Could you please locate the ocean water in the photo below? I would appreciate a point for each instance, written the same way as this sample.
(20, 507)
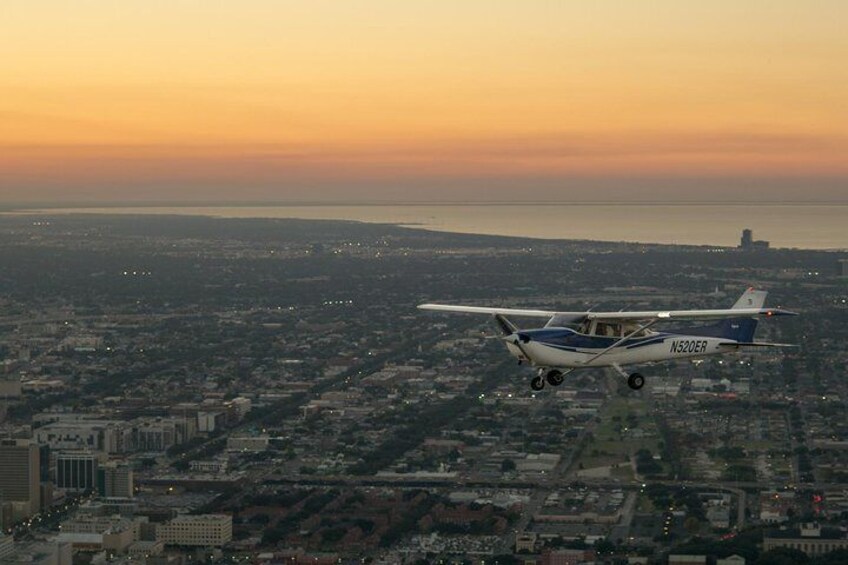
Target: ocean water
(806, 226)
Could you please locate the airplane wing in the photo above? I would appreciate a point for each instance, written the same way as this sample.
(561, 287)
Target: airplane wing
(502, 311)
(689, 314)
(617, 316)
(755, 344)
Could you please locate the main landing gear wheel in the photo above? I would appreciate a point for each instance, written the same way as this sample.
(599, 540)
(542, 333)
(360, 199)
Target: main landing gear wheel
(554, 377)
(635, 381)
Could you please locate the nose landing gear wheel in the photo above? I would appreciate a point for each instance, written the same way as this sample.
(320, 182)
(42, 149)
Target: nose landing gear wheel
(555, 377)
(635, 381)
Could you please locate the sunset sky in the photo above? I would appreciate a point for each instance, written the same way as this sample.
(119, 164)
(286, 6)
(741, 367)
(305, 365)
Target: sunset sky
(168, 100)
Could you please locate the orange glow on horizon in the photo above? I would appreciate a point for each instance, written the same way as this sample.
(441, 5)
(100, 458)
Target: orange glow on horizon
(102, 96)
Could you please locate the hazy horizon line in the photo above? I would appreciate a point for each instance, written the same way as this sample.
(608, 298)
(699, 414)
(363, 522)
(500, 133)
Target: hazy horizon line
(355, 203)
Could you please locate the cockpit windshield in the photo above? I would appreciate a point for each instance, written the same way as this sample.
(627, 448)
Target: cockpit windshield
(611, 329)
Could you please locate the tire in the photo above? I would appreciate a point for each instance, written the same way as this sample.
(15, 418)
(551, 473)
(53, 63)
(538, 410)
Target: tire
(636, 381)
(554, 377)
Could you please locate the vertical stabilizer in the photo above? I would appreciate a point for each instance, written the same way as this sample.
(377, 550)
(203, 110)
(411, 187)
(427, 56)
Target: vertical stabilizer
(751, 299)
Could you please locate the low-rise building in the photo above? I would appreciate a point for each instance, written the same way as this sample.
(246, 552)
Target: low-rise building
(204, 530)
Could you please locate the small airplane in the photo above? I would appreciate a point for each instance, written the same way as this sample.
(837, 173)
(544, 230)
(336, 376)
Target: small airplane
(575, 340)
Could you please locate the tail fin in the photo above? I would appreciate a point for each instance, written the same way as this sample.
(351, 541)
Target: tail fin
(738, 329)
(751, 299)
(742, 329)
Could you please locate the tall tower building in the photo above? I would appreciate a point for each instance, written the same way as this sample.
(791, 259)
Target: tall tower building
(747, 239)
(76, 471)
(20, 491)
(115, 480)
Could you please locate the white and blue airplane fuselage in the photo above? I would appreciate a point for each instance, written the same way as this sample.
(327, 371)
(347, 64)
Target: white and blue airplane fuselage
(574, 340)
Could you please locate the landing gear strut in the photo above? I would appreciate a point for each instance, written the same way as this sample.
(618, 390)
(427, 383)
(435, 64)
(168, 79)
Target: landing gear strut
(554, 377)
(635, 381)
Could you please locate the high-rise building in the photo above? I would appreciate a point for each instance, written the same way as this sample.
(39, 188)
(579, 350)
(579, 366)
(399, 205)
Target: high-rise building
(76, 471)
(747, 239)
(19, 474)
(115, 480)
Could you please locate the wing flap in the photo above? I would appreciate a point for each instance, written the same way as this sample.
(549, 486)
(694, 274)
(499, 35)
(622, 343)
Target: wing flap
(486, 310)
(755, 344)
(690, 314)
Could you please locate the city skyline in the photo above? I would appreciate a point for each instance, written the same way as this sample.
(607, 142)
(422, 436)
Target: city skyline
(288, 101)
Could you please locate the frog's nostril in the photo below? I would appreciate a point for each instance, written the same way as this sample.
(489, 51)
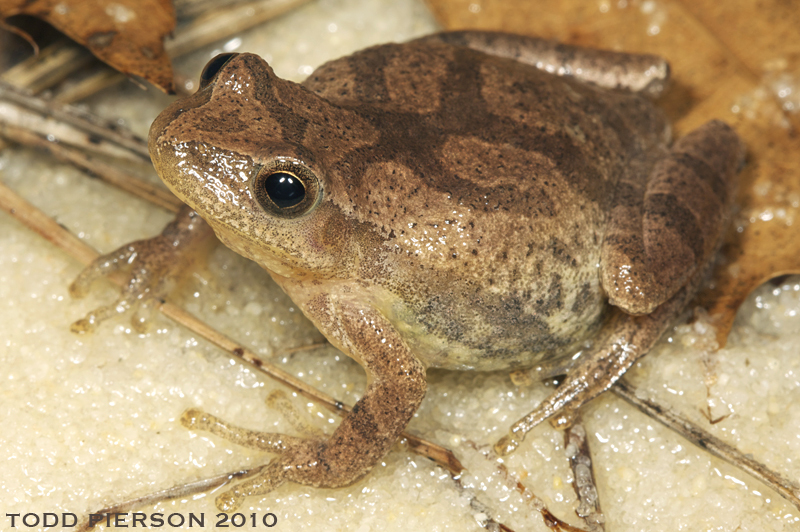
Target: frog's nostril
(213, 67)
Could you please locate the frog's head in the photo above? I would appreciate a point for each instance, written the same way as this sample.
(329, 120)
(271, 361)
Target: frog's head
(249, 152)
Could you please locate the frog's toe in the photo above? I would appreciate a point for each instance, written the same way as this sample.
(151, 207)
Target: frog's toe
(150, 265)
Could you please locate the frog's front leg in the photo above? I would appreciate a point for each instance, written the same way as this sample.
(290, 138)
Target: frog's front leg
(153, 265)
(612, 70)
(664, 231)
(396, 386)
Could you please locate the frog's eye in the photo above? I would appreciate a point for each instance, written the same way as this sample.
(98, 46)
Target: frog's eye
(213, 67)
(286, 188)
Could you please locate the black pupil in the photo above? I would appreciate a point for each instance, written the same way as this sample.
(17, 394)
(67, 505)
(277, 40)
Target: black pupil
(284, 189)
(214, 66)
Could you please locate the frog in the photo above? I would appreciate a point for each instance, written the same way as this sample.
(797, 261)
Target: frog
(472, 201)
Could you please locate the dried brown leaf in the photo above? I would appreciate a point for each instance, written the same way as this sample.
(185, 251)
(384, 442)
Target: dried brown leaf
(126, 34)
(724, 57)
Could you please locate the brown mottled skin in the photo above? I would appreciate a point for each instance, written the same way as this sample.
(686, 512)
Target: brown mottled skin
(474, 212)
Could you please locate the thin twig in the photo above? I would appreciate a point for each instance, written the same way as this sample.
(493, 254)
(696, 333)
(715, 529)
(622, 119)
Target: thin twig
(51, 66)
(100, 133)
(202, 31)
(580, 460)
(686, 428)
(184, 490)
(105, 171)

====================

> **Work required**:
What lines in the material above hold the word "below"? Pull them out.

> **Exercise output**:
Could you please locate the ocean water in the photo below? I would appreciate a point for each instance, written the same way as this sample.
Could you please locate the frog's nostril in the photo below? I would appreciate a point for each instance, written the same way as this sample.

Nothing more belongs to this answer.